Each line of the data must be reproduced as it appears.
(Entries shown)
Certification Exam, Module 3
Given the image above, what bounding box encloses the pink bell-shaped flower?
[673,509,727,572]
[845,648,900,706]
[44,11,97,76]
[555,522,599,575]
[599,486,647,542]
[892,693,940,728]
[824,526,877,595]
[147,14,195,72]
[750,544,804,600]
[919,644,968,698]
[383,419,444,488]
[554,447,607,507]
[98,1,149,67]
(End Entries shown)
| Task answer |
Certification Exam, Module 3
Given the image above, what bounding box encloses the pink bell-shaped flower?
[673,509,727,572]
[845,648,900,706]
[44,11,97,76]
[555,522,599,575]
[599,486,647,542]
[892,693,940,728]
[824,526,877,595]
[147,14,195,72]
[750,544,804,600]
[919,644,968,698]
[383,419,444,488]
[554,447,607,507]
[98,1,149,67]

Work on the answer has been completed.